Exercise requirements:
Can you rewrite the lines starting at the one containing "[trace] hillside -> outlines" and ending at the one containing "M121 133L123 133L127", swapping "trousers" for "pants" and keeping everything else the same?

Data lines:
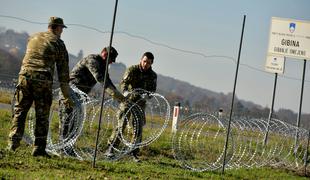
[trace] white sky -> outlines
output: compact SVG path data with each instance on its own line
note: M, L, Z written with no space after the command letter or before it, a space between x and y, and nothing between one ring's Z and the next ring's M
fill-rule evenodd
M0 0L0 26L45 31L4 16L47 23L62 17L68 29L62 39L72 54L98 53L109 44L113 0ZM270 107L274 75L264 72L271 17L310 21L309 0L119 0L113 46L117 61L136 64L145 51L155 55L154 70L216 92L233 90L243 15L246 15L237 97ZM82 26L96 28L91 30ZM183 50L183 51L182 51ZM187 51L195 52L188 53ZM207 57L205 57L207 56ZM208 57L208 56L227 56ZM310 61L307 62L303 112L310 113ZM275 109L299 108L303 61L287 59L279 76ZM297 80L296 80L297 79Z

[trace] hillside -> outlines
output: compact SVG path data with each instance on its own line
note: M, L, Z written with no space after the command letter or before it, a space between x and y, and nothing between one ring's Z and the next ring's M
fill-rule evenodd
M18 33L14 30L0 31L0 80L17 77L28 37L29 35L26 32ZM70 69L83 56L82 50L77 56L69 54ZM119 84L125 69L126 66L123 63L110 65L110 77L116 85ZM231 93L224 94L210 91L161 74L158 74L157 84L157 92L164 95L172 106L175 102L180 102L190 112L217 112L220 108L226 114L230 111ZM269 115L269 108L238 99L238 97L235 97L234 107L235 115L247 115L259 118L267 118ZM295 124L296 122L297 113L291 110L281 109L275 112L275 114L276 117L291 124ZM310 127L309 119L310 114L303 115L301 124Z

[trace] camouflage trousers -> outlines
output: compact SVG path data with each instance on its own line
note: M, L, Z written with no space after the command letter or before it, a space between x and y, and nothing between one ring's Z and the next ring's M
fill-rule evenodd
M35 148L45 149L52 104L52 77L49 73L31 72L19 75L9 143L19 144L25 130L27 113L35 105Z
M121 133L123 133L127 127L127 123L131 123L133 127L131 143L138 144L142 142L142 131L145 125L145 101L140 101L140 103L135 106L132 104L121 103L120 110L118 112L119 123L117 127L113 130L113 133L108 141L110 147L113 146L117 148L121 143ZM133 117L135 116L135 117ZM139 148L135 148L131 153L137 155L139 153Z

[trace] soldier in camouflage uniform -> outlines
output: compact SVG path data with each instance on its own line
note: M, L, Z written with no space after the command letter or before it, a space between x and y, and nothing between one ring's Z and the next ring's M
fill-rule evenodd
M81 59L73 67L70 73L70 84L75 85L79 90L86 94L91 91L97 82L103 86L109 49L111 50L108 64L114 63L116 57L118 56L118 52L114 47L103 48L101 54L90 54L87 57ZM126 100L112 83L109 74L107 74L106 77L105 91L112 98L118 100L119 102ZM62 103L60 102L60 104ZM74 122L70 121L75 119L72 114L72 109L66 109L65 107L60 108L60 117L63 126L62 132L60 132L60 136L62 136L62 139L69 138L68 136L72 132L72 127L74 126ZM69 147L63 150L66 152L66 154L75 156L72 148Z
M145 125L145 107L146 107L146 100L141 97L141 95L137 94L129 94L129 92L135 90L135 89L144 89L149 92L155 92L156 86L157 86L157 74L152 70L152 64L154 61L154 56L151 52L145 52L141 59L140 63L137 65L133 65L129 67L122 80L121 80L121 90L125 97L128 98L129 101L127 102L134 102L137 103L141 110L143 111L142 118L138 118L137 123L132 122L135 125L135 142L140 143L142 141L142 130L143 126ZM122 124L117 127L114 130L114 133L110 137L109 140L109 149L105 153L107 157L113 156L113 148L117 147L120 143L120 130L124 131L127 125L127 121L124 120L130 119L130 113L127 113L128 109L130 108L130 105L132 103L121 103L120 105L120 112L119 112L119 119L121 120ZM141 113L141 112L140 112ZM126 114L127 117L124 117ZM133 156L134 161L139 162L139 158L137 156L139 152L139 149L136 148L131 152L131 155Z
M60 88L66 97L65 104L73 106L73 101L69 98L68 52L64 42L60 39L63 28L66 26L61 18L51 17L48 31L34 34L29 38L14 95L16 102L8 150L15 151L19 147L24 134L27 113L34 102L36 121L32 155L50 157L45 148L53 98L52 84L55 64Z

Answer to this task:
[trace] hillside -> outlines
output: compact SVG path data with each instance on its own line
note: M, L, Z written with no space after the command letter or before it, a space between x and y, and nothing between one ring's Z and the next ring's M
fill-rule evenodd
M18 33L14 30L0 31L0 80L17 77L28 37L29 35L26 32ZM70 69L83 56L82 50L77 56L69 54ZM119 84L125 69L126 66L123 63L110 65L110 77L116 85ZM231 93L224 94L210 91L161 74L158 74L157 84L157 92L164 95L172 106L175 102L180 102L190 112L217 112L220 108L226 114L230 111ZM269 115L269 108L238 99L238 97L235 97L234 107L235 115L247 115L259 118L267 118ZM295 124L296 122L297 113L291 110L281 109L275 112L275 114L276 117L291 124ZM310 127L309 119L310 114L303 115L301 124Z

[trace] camouflage pants -> outlines
output: compact SVG path data with each instance on its own line
note: M, L, Z written with no space after the command letter or before it, a space between x and y, and nothing between one ring's Z and the next ring's M
fill-rule evenodd
M35 148L45 149L52 104L52 77L49 73L31 72L19 75L9 143L19 144L25 130L27 113L35 105Z
M121 133L123 133L127 127L127 123L131 123L133 127L131 143L138 144L142 142L142 131L145 125L145 101L140 101L140 103L135 106L132 104L121 103L120 110L118 112L119 123L117 127L113 130L113 133L108 141L110 147L113 146L117 148L121 143ZM133 117L135 116L135 117ZM139 148L135 148L131 153L137 155L139 153Z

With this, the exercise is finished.